= TASK DESCRIPTION =
Reproduce every entry below, switching "comma-separated pair" to "comma-delimited pair" wherever it occurs and keeping all other text unchanged.

= STORED DATA =

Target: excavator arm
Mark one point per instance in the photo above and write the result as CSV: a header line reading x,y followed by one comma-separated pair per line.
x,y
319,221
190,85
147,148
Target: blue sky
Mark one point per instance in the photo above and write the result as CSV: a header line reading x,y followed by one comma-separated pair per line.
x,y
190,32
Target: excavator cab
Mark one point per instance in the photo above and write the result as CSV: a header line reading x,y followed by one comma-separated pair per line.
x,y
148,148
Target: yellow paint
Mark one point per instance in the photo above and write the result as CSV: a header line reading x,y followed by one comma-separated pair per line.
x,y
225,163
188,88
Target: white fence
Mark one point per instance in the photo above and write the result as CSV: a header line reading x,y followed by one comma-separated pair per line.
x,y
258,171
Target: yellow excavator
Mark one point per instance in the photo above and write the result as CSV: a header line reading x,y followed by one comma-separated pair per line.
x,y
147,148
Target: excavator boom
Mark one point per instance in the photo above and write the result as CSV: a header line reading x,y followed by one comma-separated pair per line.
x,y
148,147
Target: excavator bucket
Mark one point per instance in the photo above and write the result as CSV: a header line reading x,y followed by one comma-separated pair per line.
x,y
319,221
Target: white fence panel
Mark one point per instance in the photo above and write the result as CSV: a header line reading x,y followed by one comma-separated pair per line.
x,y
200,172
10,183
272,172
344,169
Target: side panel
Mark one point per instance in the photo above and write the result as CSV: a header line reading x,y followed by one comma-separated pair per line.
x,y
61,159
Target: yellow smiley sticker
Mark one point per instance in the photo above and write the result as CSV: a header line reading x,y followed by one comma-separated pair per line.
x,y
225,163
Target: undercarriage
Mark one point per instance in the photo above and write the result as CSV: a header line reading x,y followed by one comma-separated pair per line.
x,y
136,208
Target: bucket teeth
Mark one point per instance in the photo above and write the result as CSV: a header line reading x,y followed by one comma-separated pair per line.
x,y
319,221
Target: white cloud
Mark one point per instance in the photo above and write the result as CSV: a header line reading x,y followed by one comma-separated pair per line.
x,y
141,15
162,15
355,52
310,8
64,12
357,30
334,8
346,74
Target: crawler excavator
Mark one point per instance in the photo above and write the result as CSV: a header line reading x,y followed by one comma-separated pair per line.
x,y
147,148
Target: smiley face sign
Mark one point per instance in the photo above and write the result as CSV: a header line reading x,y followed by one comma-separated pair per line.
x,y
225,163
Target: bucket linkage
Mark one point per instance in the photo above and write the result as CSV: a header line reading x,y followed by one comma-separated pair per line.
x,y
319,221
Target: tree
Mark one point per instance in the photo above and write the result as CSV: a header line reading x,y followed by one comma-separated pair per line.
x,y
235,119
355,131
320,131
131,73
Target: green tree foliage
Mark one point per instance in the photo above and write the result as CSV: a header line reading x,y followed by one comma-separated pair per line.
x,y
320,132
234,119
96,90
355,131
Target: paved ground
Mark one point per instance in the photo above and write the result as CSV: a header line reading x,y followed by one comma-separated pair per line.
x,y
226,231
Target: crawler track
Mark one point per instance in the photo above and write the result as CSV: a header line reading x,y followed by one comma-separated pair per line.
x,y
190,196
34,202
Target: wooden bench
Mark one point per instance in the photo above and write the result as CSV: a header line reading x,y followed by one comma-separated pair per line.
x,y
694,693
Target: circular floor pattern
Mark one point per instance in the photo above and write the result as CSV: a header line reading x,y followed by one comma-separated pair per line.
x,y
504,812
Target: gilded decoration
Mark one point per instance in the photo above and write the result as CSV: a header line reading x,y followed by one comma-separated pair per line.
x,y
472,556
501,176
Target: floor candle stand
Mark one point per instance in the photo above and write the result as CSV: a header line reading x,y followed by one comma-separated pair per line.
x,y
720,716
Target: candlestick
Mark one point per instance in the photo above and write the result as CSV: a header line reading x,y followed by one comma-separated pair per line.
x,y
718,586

= THE SOLUTION =
Target: excavator arm
Mark one point per instance in the photo above and write the result as CSV: a header line reading x,y followed by one comma-delimited pair per line.
x,y
319,221
190,85
147,148
Target: blue sky
Mark one point per instance in the photo above and write the result as CSV: a header line reading x,y followed by one comma-delimited pair per line.
x,y
190,32
Target: excavator cab
Mark one point per instance in the photo above and write the result as CSV: a header line reading x,y followed by one comma-delimited pair per line.
x,y
148,148
Target: yellow paint
Mark one point per instance in the photo above and write the result as CSV: a header line reading x,y followed by one comma-delimited pair per line.
x,y
225,163
188,88
Target: white fence
Mark one point per instance in the photo above and write the result as CSV: a header line reading x,y followed by one comma-delimited pair per line.
x,y
258,171
Target: yellow excavator
Mark one point per instance in the photo above and write the result as CSV: a header line reading x,y followed by one comma-delimited pair per line.
x,y
147,148
Target: excavator boom
Mark one point per instance in the photo above and write the result as CSV: a header line reading x,y followed by one comma-delimited pair per line.
x,y
148,147
Target: excavator bucket
Mark one point per instance in the photo above and write the result as CSV: a header line reading x,y followed by one comma-delimited pair per line.
x,y
319,221
Target: white fence panel
Mark one point per instance in the photo above and write the result as CSV: a header line reading x,y followed by one comma-delimited pair per line.
x,y
200,172
10,183
272,172
344,169
Target: side panel
Mark one point per instance in the photo above and write the result as CSV: a header line reading x,y followed by one comma-delimited pair per line.
x,y
61,159
Target: yellow smiley sticker
Mark one point per instance in the photo above and write the result as CSV: a header line reading x,y followed by one comma-delimited pair per line.
x,y
225,163
Target: undercarriage
Mark one point per instance in the photo above and write the result as CSV: a header line reading x,y followed by one comma-delimited pair per line.
x,y
136,208
Target: bucket teeth
Mark one point per instance in the photo above and write the result as CSV: a header line reading x,y followed by one comma-delimited pair per line.
x,y
319,221
Target: white cloud
Mark one point per instance in the photo above and write the result as CSV: a header line reading x,y followed by one comma-delimited pair per line.
x,y
141,15
162,15
355,52
310,8
64,12
357,30
334,8
346,74
Target: crawler excavator
Mark one point per instance in the photo above and write the result as CSV: a header line reading x,y followed by one comma-delimited pair per line.
x,y
147,148
Target: smiley face sign
Mark one point per instance in the photo above and write the result as CSV: a header line reading x,y followed by one comma-delimited pair per line.
x,y
225,163
Target: bucket linkage
Mark one point per instance in the photo above and write the result as CSV: a header line reading x,y followed by one comma-delimited pair per line.
x,y
319,221
Target: tree
Mark one point per instance in the photo above and write the result as CSV: a header line reading x,y followed by one comma-delimited pair per line.
x,y
235,119
355,131
320,131
131,73
Target: green tree foliage
Mark one point per instance in the photo above and write the result as CSV: a header line reading x,y followed by one comma-delimited pair per line.
x,y
320,132
234,119
96,90
355,131
Target: paved ground
Mark one point per instance in the photo above and write the result as CSV: a header line reading x,y followed by one comma-delimited pair per line.
x,y
226,231
Target: crawler track
Mark one point per instance in the photo above and write the result as CSV: a header line reading x,y followed by one comma-delimited pair per line.
x,y
190,196
34,202
Target: wooden bench
Mark one point per instance in the photo above and write the result as CSV: a header line reading x,y followed by one comma-delimited pair per line.
x,y
694,693
Target: circular floor pattern
Mark one point per instance in the photo above and write the result as CSV: a header line reading x,y followed by one comma-delimited pair per line.
x,y
504,812
Target: gilded decoration
Mark one point per instance in the photo above and write the result as CSV: a header line reading x,y followed by one comma-delimited pair per line.
x,y
472,556
501,176
Target: floor candle stand
Mark one point per instance in the photo above and write the result as CSV: a header line reading x,y followed by one comma-delimited pair per line.
x,y
720,716
Target: candlestick
Mark one point per instance in the photo above and write the result as CSV: a header line reading x,y followed by one comma-delimited pair per line.
x,y
718,586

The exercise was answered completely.